EXTRAIT DU DOCUMENT:
-=-=-
Ce règlement est entré en vigueur le 13 décembre 2024, et bénéficie d’un effet direct dans tous les pays de l’Union européenne. Il est donc nécessaire pour les entreprises de mettre à jour leurs pratiques pour entrer en conformité avec ce règlement au plus vite.

Le but de cette actualisation est d’adapter les règles aux évolutions numériques et technologiques actuelles (intelligence artificielle …) et à l’augmentation du nombre d’entreprises et de places de marché en ligne.

Le règlement prévoit des obligations pour les opérateurs économiques mais également les fournisseurs de place de marché en ligne, et clarifie les règles relatives à la surveillance du marché et les pouvoirs des autorités nationales.

Comment cette nouvelle règlementation de l’UE relative à la sécurité générale va-t-elle affecter le secteur textile ?

Mise en place d’un régime unique de surveillance du marché applicable à tous les produits

Le règlement s’applique à tous les produits « neuf ou usagés, réparés ou reconditionnés », disponibles pour la distribution, la consommation ou l’utilisation dans l’UE par l’intermédiaire de tous les canaux de vente disponibles. Le règlement semble s’appliquer à presque tous les produits, les exclusions ne concernant aucun exemple se rapprochant de la filière TLC. En tant que marque de mode, vous êtes concernée par ce règlement.

La surveillance du marché européen est encadrée par le règlement européen (UE) 2019/1020 relatif à la surveillance du marché et la conformité des produits.

La surveillance du marché est définie dans le règlement comme  « les activités effectuées et les mesures prises par les autorités de surveillance du marché pour garantir que les produits sont conformes aux prescriptions énoncées dans le présent règlement ;

En France, cette surveillance est coordonnée par la Direction générale des Entreprises (DGE) et notamment exercée par les agents de la Direction générale de la Concurrence, de la Consommation et de la Répression des fraudes (DGCCRF). Les produits de la filière TLC seront donc, comme tout autre produit, encadrés par ce régime unique de surveillance du marché.

Les obligations des opérateurs économiques

Le règlement distingue les obligations communes à tous les opérateurs économiques de celles spécifiques à chaque acteur en fonction de sa place dans la chaîne de production.
-=-=-
DONNÉES FOURNIES:
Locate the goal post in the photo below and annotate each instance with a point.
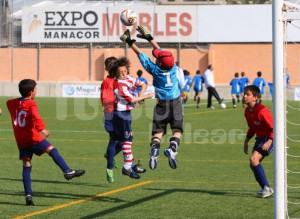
-=-=-
LISTE DES TÂCHES:
1 – D'après l'extrait sur le règlement européen de sécurité générale des produits, quel organisme coordonne en France la surveillance du marché ?
2 – Les affirmations suivantes concordent-elles avec l'extrait sur le règlement européen de sécurité générale des produits ? (a) Le règlement ne s'applique qu'aux produits neufs. (b) Le règlement impose aussi des obligations aux fournisseurs de place de marché en ligne. (c) Le règlement est entré en vigueur le 13 décembre 2024.
3 – Rédigez la suite de l'extrait sur le règlement européen de sécurité générale des produits, en reprenant après sa dernière phrase.
Les données ne jouent ici aucun rôle.

RÉPONSES DE L'EXERCICE:
1 – La Direction générale des Entreprises (DGE).

2 –
(a) Non : « neuf ou usagés, réparés ou reconditionnés ».
(b) Oui : « Le règlement prévoit des obligations pour les opérateurs économiques mais également les fournisseurs de place de marché en ligne ».
(c) Oui : « Ce règlement est entré en vigueur le 13 décembre 2024 ».

3 –
Tous les opérateurs économiques doivent :

  • Établir des procédures internes de sécurité des produits
  • Coopérer avec les autorités de surveillance du marché pour éliminer ou atténuer tout risque lié au produit, ou fournir des informations spécifiques sur le produit
  • Informer tous les consommateurs concernés sur les rappels de produits pour des raisons de sécurité
  • Offrir aux consommateurs le choix entre au moins deux possibilités en cas de rappel entre la réparation, le remplacement ou le remboursement.

Chaque opérateur économique (fabricant, importateur, distributeur) est tributaire de certaines obligations particulières détaillées dans le règlement. Le fabricant est défini par le règlement comme

« toute personne physique ou morale qui fabrique, ou fait concevoir ou fabriquer un produit, et le commercialise sous son propre nom ou sa propre marque » :

En tant que marque de mode, si vous faites fabriquer vos produits par un fournisseur et que vous commercialisez ces produits au nom de votre marque déposée : vous êtes considérés comme fabricant au titre du règlement et devez répondre aux exigences du règlement concernant la sécurité des produits applicables à tous les opérateurs économiques mais également aux fabricants.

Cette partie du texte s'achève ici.